— Begin DATASET EXTRACT —

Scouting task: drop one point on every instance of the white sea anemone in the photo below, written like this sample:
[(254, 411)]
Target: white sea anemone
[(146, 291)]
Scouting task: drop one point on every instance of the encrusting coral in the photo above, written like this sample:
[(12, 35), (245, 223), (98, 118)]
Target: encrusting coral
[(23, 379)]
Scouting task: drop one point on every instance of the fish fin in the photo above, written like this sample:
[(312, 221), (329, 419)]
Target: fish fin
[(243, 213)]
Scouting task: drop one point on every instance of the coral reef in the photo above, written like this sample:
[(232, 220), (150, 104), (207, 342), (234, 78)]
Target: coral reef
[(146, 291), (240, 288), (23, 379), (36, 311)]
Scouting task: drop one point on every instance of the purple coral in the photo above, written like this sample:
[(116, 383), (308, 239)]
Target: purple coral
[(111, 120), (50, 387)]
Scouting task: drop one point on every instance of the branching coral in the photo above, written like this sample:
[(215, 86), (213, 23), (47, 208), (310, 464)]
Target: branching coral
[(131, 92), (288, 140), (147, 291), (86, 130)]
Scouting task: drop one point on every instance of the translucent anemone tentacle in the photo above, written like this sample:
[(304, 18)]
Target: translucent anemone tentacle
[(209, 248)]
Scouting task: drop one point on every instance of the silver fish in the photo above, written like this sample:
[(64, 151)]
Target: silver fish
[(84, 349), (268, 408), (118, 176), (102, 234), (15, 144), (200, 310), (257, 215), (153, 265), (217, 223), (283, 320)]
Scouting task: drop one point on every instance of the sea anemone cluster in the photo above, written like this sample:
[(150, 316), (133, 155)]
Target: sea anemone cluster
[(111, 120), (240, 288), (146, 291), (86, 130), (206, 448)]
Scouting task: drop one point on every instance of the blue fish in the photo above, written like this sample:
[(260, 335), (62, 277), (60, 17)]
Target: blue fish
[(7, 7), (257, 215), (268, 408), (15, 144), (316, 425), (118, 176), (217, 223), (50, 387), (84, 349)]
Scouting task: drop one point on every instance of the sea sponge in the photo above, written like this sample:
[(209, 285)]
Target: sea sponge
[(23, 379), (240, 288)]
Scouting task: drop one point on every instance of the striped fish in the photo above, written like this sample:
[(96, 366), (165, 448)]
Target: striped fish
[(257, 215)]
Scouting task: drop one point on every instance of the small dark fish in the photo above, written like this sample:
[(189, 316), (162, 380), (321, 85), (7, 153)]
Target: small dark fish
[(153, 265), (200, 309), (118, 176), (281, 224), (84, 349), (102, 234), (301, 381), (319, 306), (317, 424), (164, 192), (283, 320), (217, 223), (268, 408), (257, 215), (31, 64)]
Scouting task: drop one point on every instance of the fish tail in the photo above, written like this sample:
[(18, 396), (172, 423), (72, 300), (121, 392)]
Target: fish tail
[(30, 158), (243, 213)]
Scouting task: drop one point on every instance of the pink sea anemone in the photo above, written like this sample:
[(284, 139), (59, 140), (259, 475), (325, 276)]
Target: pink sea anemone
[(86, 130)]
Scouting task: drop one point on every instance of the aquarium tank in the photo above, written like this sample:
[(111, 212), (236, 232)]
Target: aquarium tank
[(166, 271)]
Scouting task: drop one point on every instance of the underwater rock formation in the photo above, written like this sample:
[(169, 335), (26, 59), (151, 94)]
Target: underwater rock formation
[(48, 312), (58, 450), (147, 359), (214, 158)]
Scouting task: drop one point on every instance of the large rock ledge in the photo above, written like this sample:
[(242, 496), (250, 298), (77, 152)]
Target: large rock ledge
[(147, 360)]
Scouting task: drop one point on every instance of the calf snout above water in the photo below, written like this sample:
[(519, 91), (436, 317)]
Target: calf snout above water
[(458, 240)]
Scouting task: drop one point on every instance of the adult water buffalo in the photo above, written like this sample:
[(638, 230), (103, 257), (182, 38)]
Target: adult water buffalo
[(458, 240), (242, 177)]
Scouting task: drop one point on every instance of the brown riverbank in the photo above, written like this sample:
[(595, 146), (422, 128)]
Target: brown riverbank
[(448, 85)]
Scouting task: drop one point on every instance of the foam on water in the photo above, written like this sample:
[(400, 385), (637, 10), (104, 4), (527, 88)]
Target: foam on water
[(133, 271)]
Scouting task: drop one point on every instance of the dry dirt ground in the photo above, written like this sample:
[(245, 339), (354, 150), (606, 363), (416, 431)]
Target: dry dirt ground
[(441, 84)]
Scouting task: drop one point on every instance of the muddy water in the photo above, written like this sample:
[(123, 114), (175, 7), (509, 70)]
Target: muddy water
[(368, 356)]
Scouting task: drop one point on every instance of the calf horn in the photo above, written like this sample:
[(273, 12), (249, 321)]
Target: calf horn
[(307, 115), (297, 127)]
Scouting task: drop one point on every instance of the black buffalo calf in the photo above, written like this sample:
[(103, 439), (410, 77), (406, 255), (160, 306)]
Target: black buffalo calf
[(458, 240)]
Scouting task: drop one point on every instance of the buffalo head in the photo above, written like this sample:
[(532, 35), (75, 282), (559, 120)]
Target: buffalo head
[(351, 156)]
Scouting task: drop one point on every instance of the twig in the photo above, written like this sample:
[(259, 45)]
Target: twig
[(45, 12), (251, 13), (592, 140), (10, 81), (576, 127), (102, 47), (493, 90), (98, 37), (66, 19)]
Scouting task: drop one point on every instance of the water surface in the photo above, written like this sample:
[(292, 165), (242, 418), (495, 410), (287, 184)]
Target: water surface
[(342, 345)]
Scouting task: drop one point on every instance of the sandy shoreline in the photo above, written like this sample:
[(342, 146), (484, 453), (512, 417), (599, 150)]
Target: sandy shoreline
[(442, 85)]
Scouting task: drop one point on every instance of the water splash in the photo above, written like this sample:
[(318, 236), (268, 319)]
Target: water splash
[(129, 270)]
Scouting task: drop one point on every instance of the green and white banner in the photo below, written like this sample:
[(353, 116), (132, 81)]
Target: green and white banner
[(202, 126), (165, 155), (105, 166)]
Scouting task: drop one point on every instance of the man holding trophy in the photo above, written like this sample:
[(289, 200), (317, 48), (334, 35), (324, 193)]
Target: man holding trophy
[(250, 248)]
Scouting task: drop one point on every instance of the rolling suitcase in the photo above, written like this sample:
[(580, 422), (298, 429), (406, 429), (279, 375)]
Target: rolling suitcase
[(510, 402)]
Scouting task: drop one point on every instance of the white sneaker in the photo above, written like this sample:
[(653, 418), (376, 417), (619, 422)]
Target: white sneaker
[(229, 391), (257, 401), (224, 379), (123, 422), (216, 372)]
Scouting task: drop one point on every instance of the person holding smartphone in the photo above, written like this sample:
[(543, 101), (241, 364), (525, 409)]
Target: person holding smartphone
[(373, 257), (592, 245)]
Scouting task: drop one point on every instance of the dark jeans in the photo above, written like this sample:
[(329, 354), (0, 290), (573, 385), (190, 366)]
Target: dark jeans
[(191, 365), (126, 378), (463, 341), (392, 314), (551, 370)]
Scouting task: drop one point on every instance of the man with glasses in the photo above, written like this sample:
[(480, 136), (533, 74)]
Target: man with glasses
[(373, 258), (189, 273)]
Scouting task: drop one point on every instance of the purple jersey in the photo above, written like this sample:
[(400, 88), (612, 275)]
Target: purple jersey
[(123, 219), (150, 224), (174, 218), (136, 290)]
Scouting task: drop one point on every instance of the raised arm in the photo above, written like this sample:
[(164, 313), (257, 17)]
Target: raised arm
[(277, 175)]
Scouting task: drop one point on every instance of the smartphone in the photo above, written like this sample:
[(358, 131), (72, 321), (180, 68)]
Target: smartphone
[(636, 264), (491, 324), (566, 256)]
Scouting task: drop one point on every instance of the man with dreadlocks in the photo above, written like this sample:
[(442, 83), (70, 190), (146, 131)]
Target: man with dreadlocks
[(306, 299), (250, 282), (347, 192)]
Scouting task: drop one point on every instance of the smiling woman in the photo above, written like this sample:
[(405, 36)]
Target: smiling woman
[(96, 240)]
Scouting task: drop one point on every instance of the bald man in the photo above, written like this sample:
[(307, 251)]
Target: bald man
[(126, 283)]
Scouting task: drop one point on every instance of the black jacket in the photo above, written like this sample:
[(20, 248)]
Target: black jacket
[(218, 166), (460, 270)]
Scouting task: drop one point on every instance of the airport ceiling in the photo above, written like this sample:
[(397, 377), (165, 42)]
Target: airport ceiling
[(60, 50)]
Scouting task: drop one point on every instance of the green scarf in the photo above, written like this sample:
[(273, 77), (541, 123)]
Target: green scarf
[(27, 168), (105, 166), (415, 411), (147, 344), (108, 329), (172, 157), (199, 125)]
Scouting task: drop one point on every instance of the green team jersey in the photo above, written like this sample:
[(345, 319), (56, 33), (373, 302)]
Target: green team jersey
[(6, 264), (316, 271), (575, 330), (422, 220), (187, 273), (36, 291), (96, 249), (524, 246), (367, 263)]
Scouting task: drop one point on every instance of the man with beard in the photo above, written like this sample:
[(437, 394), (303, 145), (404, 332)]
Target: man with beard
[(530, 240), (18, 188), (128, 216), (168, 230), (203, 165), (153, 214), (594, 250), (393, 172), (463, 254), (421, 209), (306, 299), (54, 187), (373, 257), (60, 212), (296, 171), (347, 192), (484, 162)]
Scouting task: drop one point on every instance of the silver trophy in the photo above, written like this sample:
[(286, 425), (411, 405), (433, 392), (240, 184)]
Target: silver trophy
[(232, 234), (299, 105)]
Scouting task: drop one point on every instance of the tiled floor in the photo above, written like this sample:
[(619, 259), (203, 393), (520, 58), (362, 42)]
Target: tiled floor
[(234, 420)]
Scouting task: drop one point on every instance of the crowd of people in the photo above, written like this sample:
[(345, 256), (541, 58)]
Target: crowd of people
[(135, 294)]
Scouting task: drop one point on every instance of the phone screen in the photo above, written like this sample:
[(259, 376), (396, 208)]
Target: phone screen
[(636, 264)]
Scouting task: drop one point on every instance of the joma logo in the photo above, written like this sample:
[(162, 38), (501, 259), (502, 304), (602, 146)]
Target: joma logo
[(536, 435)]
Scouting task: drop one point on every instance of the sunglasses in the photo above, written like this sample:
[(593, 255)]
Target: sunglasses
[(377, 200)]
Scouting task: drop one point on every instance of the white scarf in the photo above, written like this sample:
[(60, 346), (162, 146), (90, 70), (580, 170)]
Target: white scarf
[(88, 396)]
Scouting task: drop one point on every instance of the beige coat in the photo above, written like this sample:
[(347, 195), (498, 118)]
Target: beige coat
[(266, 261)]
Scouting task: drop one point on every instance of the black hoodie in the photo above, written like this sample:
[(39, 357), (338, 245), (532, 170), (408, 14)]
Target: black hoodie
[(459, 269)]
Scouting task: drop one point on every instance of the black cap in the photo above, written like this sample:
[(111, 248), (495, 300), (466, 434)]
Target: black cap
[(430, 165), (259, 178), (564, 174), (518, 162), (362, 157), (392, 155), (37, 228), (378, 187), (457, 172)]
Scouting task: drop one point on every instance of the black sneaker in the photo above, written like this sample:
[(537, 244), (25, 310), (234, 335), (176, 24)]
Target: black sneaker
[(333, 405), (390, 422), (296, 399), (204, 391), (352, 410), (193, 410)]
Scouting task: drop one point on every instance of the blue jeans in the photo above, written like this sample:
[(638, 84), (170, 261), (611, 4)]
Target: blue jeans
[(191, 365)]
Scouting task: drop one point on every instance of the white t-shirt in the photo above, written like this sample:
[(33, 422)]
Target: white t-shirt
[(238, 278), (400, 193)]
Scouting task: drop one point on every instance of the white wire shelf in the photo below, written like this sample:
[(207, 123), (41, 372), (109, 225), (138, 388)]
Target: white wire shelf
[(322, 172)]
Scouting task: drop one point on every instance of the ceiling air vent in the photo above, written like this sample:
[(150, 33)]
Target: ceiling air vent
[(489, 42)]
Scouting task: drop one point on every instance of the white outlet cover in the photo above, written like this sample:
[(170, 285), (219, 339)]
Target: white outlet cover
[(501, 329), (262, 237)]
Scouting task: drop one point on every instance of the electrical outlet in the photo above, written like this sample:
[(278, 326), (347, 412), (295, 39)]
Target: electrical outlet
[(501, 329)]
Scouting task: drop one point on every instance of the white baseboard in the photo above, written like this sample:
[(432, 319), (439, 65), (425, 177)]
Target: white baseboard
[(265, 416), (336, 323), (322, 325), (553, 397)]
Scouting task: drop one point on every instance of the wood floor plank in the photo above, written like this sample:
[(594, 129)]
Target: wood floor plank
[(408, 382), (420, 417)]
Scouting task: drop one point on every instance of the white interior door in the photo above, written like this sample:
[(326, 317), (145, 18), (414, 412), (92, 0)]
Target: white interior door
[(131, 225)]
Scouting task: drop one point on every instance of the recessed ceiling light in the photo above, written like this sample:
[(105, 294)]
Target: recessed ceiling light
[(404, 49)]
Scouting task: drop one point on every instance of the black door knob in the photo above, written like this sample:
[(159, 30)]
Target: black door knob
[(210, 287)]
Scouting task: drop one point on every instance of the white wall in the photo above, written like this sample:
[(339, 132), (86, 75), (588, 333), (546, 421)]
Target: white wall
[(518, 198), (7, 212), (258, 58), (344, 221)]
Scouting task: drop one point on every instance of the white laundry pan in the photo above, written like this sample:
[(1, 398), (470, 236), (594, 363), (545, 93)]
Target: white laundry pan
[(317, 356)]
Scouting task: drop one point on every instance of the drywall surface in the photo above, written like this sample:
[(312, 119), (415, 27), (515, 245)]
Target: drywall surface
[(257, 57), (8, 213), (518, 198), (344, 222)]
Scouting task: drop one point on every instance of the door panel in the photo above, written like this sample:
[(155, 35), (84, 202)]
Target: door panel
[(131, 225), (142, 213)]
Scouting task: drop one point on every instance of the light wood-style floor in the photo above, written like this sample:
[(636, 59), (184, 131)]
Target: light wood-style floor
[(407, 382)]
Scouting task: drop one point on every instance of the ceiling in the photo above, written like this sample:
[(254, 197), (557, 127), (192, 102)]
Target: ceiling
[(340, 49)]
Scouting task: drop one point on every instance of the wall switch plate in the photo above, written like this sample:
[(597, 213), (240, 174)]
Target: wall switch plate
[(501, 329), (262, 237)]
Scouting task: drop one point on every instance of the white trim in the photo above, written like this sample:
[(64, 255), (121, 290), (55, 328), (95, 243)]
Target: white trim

— End DATASET EXTRACT —

▸ **PROBLEM REQUIREMENTS**:
Rewrite the items from the line containing "Scouting task: drop one point on every instance of the muddy" through the line containing "[(129, 270)]", both included, changing "Target" to "Label" and keeping everything else the same.

▸ **TASK OUTPUT**:
Scouting task: drop one point on every instance of the muddy water in the photo above, written like this sample:
[(123, 114), (175, 7), (509, 70)]
Label: muddy water
[(368, 356)]
Scouting task: drop one point on every instance of the calf horn in the photo above, written like this sample:
[(273, 12), (249, 321)]
Label: calf horn
[(307, 115), (297, 127)]
Scouting task: drop one point on every instance of the black buffalo calf in the photo above, written like this sample:
[(103, 439), (410, 77), (406, 255), (160, 306)]
Label: black buffalo calf
[(458, 240)]
Scouting task: drop one point on every instance of the buffalo head in the photo above, written like this sample:
[(532, 35), (75, 282), (559, 120)]
Label: buffalo head
[(351, 156)]
Scouting task: drop one point on every instance of the twig in the photo above, written like this sample:
[(259, 45)]
Label: twig
[(45, 12), (251, 13), (592, 140), (10, 81), (576, 127), (102, 47), (493, 90), (98, 37), (66, 19)]
Scouting task: drop one point on every instance of the water surface in the photo above, written like this sample:
[(292, 165), (242, 418), (495, 410), (287, 184)]
Label: water surface
[(342, 345)]
Scouting task: drop one point on every instance of the sandy shoreline in the photo above, written like this sample:
[(342, 146), (484, 453), (512, 417), (599, 150)]
Label: sandy shoreline
[(442, 85)]
Scouting task: drop one point on every instance of the water splash in the photo above, written like this sample:
[(318, 236), (268, 319)]
Label: water splash
[(129, 270)]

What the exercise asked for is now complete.